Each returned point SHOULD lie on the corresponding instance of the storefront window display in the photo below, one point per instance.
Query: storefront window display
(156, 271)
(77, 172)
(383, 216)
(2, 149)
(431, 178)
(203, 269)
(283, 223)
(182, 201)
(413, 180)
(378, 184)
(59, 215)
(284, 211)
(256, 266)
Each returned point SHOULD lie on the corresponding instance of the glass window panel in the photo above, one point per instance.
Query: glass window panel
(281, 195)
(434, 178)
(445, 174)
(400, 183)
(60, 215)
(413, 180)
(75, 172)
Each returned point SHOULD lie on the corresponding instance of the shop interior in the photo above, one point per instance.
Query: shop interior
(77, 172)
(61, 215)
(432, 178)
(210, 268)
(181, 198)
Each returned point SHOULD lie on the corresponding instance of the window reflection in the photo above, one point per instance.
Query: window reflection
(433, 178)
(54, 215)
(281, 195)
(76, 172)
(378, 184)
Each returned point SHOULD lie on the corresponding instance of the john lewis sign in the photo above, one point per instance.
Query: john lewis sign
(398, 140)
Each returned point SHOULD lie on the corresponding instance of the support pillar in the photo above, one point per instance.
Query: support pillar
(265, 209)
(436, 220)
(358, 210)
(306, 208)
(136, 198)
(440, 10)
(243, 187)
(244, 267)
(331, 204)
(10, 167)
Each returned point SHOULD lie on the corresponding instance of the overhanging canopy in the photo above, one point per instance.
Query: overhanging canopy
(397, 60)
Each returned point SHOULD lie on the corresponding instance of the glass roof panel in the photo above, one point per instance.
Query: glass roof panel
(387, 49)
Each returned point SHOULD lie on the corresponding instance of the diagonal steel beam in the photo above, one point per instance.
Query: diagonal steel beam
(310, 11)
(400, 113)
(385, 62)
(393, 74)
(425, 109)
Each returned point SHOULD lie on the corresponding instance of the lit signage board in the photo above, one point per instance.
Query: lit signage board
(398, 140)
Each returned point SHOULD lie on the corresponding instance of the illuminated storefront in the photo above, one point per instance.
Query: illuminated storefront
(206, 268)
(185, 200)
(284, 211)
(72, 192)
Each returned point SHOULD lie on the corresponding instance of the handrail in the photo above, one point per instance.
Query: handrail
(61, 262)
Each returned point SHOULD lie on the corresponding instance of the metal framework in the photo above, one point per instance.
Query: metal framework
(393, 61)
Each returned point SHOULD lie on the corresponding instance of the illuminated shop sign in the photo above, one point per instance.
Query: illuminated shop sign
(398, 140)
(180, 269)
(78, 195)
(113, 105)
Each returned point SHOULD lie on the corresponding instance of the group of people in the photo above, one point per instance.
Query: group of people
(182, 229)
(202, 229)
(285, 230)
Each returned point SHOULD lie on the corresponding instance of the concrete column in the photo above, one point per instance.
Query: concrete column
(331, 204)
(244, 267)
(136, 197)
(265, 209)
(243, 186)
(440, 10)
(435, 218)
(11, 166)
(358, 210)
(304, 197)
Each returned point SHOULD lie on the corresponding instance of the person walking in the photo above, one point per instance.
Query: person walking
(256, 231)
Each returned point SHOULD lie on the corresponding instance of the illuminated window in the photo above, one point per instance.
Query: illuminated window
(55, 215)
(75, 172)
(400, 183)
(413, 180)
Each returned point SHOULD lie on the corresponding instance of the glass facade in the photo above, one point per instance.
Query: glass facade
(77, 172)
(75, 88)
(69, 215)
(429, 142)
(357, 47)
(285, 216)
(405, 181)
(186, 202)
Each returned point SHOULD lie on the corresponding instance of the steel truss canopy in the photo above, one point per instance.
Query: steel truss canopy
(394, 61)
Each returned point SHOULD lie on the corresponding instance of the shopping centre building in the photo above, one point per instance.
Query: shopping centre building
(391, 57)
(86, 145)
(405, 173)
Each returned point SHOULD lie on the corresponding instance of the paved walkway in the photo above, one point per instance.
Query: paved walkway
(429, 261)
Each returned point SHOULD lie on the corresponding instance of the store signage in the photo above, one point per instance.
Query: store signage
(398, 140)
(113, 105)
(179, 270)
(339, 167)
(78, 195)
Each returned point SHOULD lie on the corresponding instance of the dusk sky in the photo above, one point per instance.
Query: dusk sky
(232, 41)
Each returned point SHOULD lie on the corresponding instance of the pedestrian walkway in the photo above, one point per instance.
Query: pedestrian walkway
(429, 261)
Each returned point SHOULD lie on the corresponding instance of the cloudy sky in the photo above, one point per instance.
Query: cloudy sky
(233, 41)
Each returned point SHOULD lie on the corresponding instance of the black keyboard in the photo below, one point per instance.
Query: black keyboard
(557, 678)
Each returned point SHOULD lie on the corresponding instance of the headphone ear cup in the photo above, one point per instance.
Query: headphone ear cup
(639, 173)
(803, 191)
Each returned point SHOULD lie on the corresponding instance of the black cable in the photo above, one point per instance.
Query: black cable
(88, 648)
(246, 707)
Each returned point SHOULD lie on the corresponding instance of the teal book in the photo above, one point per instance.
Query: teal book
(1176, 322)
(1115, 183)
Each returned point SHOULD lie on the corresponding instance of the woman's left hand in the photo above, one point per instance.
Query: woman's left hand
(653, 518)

##########

* **Written exercise**
Return every line of the data above verbatim, with no changes.

* **Response to the exercise**
Each returned point SHOULD lie on the corresponding instance of the storefront window display in the photo below, one point per instance.
Query: storefront window display
(156, 271)
(77, 172)
(383, 216)
(2, 149)
(431, 178)
(203, 269)
(283, 223)
(182, 201)
(413, 180)
(378, 184)
(59, 215)
(284, 211)
(256, 266)
Each returned point SHOULD lie on the corresponding instance of the glass window panel in the photo above, one point per instance.
Query: glass window panel
(281, 195)
(434, 178)
(445, 174)
(400, 183)
(60, 215)
(413, 180)
(75, 172)
Each returned point SHOULD lie on the corresponding instance of the shop interior in the photo above, one point per instance.
Query: shop interior
(77, 172)
(61, 215)
(432, 178)
(210, 268)
(181, 198)
Each returned point SHOULD lie on the corresponding instance of the window reflection in the photo above, one point per instance.
Query: window reflection
(433, 178)
(54, 215)
(281, 195)
(76, 172)
(378, 184)
Each returned point SHOULD lie on the corresponding instance of the john lewis sign in the photo above, one point per instance.
Query: john lewis sign
(398, 140)
Each returned point SHOULD lie on the corresponding instance of the support pillar in the photo above, one point per instance.
Query: support pillar
(265, 209)
(436, 220)
(358, 210)
(306, 208)
(136, 198)
(440, 10)
(243, 187)
(244, 267)
(331, 204)
(10, 167)
Each returned point SHOULD lie on the corresponding instance of the overhanging canopy in the photo above, one point per instance.
Query: overhanging canopy
(397, 60)
Each returned point SHOULD lie on the corresponding instance of the glass roof panel in the photo above, one point per instance.
Query: glass roof panel
(387, 49)
Each returned point SHOULD lie on the corresponding instance of the diagonal steel beam in the photo above, one point per instance.
Query: diagonal steel beam
(310, 11)
(400, 113)
(385, 62)
(393, 74)
(425, 109)
Each returned point SHOULD lie on the corresponding instance of the lit signage board in the photo above, one point per instance.
Query: lit signage board
(398, 140)
Each returned point SHOULD lie on the corresponding instance of the illuminated storefront in the photo above, one point per instance.
Query: illuminated storefront
(206, 268)
(185, 200)
(284, 211)
(72, 192)
Each returned point SHOULD lie on the corresponding instance of the handrail in the photo above, one point per instance.
Query: handrail
(61, 262)
Each returned point SHOULD lie on the corresponding instance of the metal framework in the photo above, one point per instance.
Query: metal framework
(393, 61)
Each returned point SHOULD lie on the corresponding instance of the illuminated shop sign in the photo above, one point per instance.
Query: illuminated shop sign
(398, 140)
(180, 269)
(78, 195)
(113, 105)
Each returned point SHOULD lie on the corresponding instance of the group of people in the photo above, one point per instance.
Query: group of people
(182, 229)
(202, 229)
(285, 230)
Each returned point SHOULD lie on the corresponding instance of the concrete column in the photo above, one point per instance.
Query: concrete column
(331, 204)
(244, 267)
(136, 197)
(265, 209)
(243, 186)
(440, 10)
(435, 218)
(11, 166)
(358, 210)
(304, 197)
Each returned point SHOULD lie on the corresponding instance of the person walking in the photo above, one point per instance.
Query: person walking
(256, 231)
Each returned point SHOULD lie on the corresponding instance of the illuminated window in the photo above, one point per instance.
Query: illuminated window
(55, 215)
(75, 172)
(400, 183)
(413, 180)
Each returned point SHOULD lie on the corresponding instance of the glass facade in the photo above, one point per instance.
Query: glass facade
(77, 172)
(75, 88)
(69, 215)
(429, 142)
(357, 47)
(285, 216)
(405, 181)
(186, 202)
Each returned point SHOULD lie on the corresponding instance of the steel truss canopy in the photo above, one point per instance.
Query: steel truss canopy
(394, 61)
Each returned point SHOULD lie on the corresponding instance of the shopping centre building in the photo above, one point per instance.
Query: shopping centre building
(391, 57)
(86, 145)
(405, 173)
Each returned point SHOULD lie on the corresponding instance of the paved walkway in the photo above, one point per instance.
Query: paved walkway
(429, 261)
Each returned point SHOULD lie on the corresponding instance of the store signage in the photo above, one point per instance.
Query: store signage
(398, 140)
(113, 105)
(179, 270)
(339, 167)
(78, 195)
Each returned point SHOULD lie on the corresponding instance of the dusk sky in the photo above, one point per instance.
Query: dusk sky
(232, 41)
Each returned point SHOULD lie on the corresponding instance of the pedestrian walkway in the photo above, one point per instance.
Query: pedestrian walkway
(429, 261)
Each returned point SHOULD lie on the corresponding instance of the cloudy sky in the photo above, one point per instance.
Query: cloudy sky
(233, 41)
Each returned point SHOULD lie on the corresponding instance of the black keyboard in the photo below, one point per instance.
Query: black keyboard
(557, 678)
Each returned point SHOULD lie on the corresponding instance of the headphone ear cup in the photo above, one point per instance.
Query: headphone ear cup
(639, 173)
(803, 191)
Each returned point SHOULD lie on the corresponding instance of the black cable in the photo above, one point per instance.
Query: black cable
(88, 648)
(246, 707)
Each returned point SHOULD lie on the corresponding instance of the teal book in the photo above, one point per instance.
Query: teal book
(1176, 322)
(1115, 183)
Each returned point SHOULD lie on the corresponding instance of the woman's left hand in the photo above, one point per instance.
Query: woman's left hand
(653, 518)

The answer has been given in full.